Green beans are grown in many places around the world due to their broad naturalization. Among the countries with the largest production of green beans in the world are China, India, Turkey and Egypt. In Europe they are most widely grown in France, Belgium, Spain, the Netherlands, Italy and Greece.

Garden peas are grown in more than 87 countries worldwide, with half of the world production concentrated in Canada, China, India and Russia. In recent years, the pea-growing areas in the European Union have exceeded 800,000 ha. France is one of the largest producers (60% of EU production), followed by Germany and England.

Broad bean is the fourth most important legume crop in the world after common bean, pea and chickpea. It is grown in about 50 countries, and total production exceeds 4.4 million tonnes. The largest producer is China, followed by Ethiopia, Egypt, West Germany, Italy, Morocco and France.

In Bulgaria, according to data from the Ministry of Agriculture, Food and Forestry, the harvested open-field areas in 2018 amounted to 479 ha for garden (green) peas and 188 ha for garden (green) beans, or a total of 667 ha. The average yields from open-field areas are 3,564 kg/ha for peas and 9,367 kg/ha for beans. Production from open-field areas is 1,707 and 1,761 tonnes respectively, and there are also 5 tonnes of greenhouse production of green beans, or a total of 3,473 tonnes. Broad beans are grown throughout the country on small areas, mainly in home gardens, and serve to meet the needs for fresh vegetables in early spring, before green beans appear on the market.

The increase in the areas under these vegetable crops in recent years is the result of: the introduction of a coupled support scheme for protein crops; the early delivery of pea production for processing before other vegetable and fruit species; the use of green beans as an intermediate and second crop; the established processing capacities; the developed technologies for fully mechanized cultivation and harvesting of legume crops; the accumulated experience in this respect, as well as the growing demand on the domestic and foreign markets.

Targeted research and breeding activities with legume vegetable crops in Bulgaria are carried out at the Maritsa Vegetable Crops Research Institute in Plovdiv. The main objective of the breeding work is the collection, identification, study and maintenance of gene sources with valuable economic traits and the creation, through classical breeding and modern methods, of new cultivars with greater adaptive capacity to the specific combination of temperature and photoperiod in our country, resistant to diseases and pests of economic importance for the country, possessing high yield potential, high quality and suitability for mechanized harvesting, intended for different branches of the processing industry.

Extracted entries
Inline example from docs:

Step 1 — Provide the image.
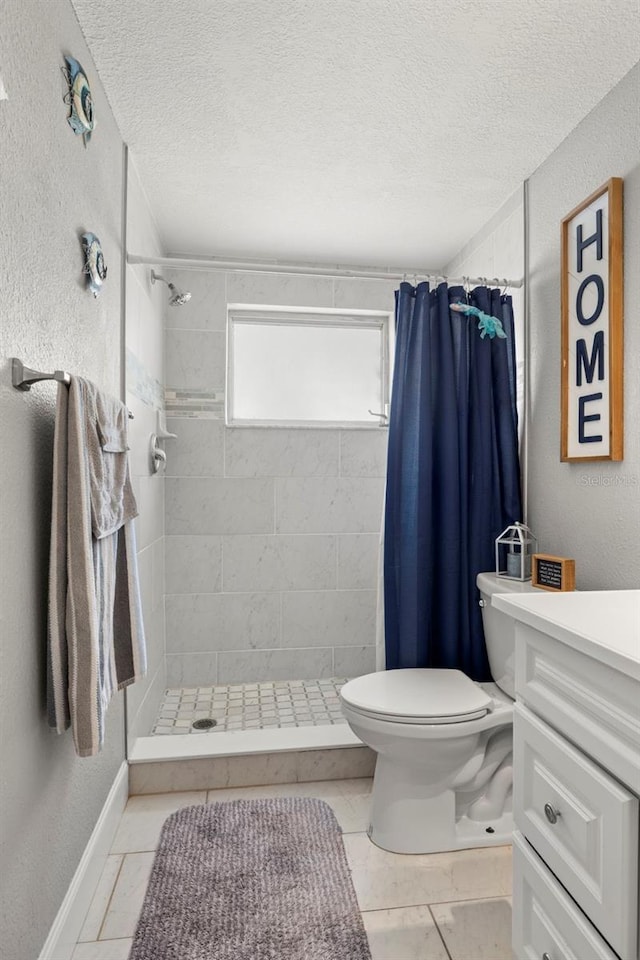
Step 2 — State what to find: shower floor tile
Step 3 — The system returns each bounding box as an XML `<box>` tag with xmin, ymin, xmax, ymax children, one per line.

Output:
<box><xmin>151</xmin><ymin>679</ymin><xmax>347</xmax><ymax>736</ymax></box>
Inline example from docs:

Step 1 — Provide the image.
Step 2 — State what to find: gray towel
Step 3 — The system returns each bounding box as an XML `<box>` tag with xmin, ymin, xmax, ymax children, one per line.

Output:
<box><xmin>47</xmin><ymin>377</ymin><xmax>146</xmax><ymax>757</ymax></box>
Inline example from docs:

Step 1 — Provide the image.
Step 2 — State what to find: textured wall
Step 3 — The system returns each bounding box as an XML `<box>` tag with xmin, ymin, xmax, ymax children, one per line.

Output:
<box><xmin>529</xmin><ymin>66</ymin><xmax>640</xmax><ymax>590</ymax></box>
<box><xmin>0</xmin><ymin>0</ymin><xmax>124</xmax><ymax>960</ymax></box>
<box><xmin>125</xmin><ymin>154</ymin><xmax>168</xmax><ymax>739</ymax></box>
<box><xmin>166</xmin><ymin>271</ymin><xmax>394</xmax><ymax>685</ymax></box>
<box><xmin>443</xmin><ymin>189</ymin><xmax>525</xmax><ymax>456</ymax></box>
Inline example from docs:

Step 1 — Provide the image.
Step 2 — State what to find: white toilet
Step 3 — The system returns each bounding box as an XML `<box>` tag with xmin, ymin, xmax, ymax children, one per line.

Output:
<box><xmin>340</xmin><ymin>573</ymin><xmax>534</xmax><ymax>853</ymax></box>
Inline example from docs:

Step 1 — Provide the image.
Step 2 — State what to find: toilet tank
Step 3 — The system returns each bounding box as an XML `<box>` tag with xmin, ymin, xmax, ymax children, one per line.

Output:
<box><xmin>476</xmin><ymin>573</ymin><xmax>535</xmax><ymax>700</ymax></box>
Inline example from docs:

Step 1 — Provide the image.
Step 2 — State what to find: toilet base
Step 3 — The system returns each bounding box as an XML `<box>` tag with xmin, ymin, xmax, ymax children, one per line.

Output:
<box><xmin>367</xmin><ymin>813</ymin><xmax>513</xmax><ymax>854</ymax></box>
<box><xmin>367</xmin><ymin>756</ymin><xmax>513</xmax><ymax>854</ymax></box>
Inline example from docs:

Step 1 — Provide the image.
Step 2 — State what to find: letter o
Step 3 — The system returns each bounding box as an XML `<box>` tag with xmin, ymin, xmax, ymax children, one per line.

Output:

* * *

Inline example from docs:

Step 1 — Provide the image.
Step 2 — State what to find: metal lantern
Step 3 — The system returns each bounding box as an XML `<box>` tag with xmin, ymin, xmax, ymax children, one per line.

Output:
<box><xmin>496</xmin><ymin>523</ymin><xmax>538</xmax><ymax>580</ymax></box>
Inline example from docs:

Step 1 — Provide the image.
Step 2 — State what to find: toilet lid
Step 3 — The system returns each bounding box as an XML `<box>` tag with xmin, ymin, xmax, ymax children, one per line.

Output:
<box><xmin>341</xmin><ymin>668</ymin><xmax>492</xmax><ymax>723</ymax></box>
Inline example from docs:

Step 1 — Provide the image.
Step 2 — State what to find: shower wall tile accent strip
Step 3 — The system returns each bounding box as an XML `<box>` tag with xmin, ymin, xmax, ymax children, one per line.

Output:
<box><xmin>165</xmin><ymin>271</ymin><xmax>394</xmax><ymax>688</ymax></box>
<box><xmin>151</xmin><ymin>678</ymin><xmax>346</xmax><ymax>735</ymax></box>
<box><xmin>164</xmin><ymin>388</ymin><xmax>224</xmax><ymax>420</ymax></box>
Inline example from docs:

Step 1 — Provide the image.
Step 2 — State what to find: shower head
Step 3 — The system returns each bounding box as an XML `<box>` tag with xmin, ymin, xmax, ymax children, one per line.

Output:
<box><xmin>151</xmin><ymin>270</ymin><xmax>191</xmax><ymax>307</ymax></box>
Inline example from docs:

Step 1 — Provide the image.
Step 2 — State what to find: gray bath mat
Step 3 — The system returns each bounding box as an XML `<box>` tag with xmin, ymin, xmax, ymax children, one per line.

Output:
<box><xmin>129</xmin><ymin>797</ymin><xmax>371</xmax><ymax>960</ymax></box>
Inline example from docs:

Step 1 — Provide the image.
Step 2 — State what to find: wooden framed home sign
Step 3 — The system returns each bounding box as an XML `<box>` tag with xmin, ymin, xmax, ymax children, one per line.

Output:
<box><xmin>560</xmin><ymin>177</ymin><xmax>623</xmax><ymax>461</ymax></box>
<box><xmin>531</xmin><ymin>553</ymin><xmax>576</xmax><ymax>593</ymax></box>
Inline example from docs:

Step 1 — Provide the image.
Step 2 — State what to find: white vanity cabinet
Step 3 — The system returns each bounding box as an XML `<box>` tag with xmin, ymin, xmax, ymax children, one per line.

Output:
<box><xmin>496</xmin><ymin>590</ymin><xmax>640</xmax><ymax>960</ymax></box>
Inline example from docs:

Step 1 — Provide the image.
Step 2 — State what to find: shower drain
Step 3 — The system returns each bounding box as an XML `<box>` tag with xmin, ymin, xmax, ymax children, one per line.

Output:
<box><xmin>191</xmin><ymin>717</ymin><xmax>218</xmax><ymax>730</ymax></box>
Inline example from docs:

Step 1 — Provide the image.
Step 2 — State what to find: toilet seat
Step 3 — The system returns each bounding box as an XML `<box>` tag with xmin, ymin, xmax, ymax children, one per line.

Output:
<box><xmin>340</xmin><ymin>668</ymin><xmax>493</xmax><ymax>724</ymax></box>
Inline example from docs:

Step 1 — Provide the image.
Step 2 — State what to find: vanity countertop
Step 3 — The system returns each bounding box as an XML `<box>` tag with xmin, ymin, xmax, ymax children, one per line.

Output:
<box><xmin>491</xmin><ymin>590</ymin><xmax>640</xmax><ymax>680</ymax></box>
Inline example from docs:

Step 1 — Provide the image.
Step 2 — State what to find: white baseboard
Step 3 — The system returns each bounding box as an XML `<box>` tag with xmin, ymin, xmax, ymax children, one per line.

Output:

Activities
1. From the text on legume vegetable crops, extract the part that opens with the words containing "In Bulgaria, according" and closes with "on the market.".
2. List every country that the text on legume vegetable crops names as a producer of broad bean.

Task responses
1.
In Bulgaria, according to data from the Ministry of Agriculture, Food and Forestry, the harvested open-field areas in 2018 amounted to 479 ha for garden (green) peas and 188 ha for garden (green) beans, or a total of 667 ha. The average yields from open-field areas are 3,564 kg/ha for peas and 9,367 kg/ha for beans. Production from open-field areas is 1,707 and 1,761 tonnes respectively, and there are also 5 tonnes of greenhouse production of green beans, or a total of 3,473 tonnes. Broad beans are grown throughout the country on small areas, mainly in home gardens, and serve to meet the needs for fresh vegetables in early spring, before green beans appear on the market.

2. China, Ethiopia, Egypt, West Germany, Italy, Morocco, France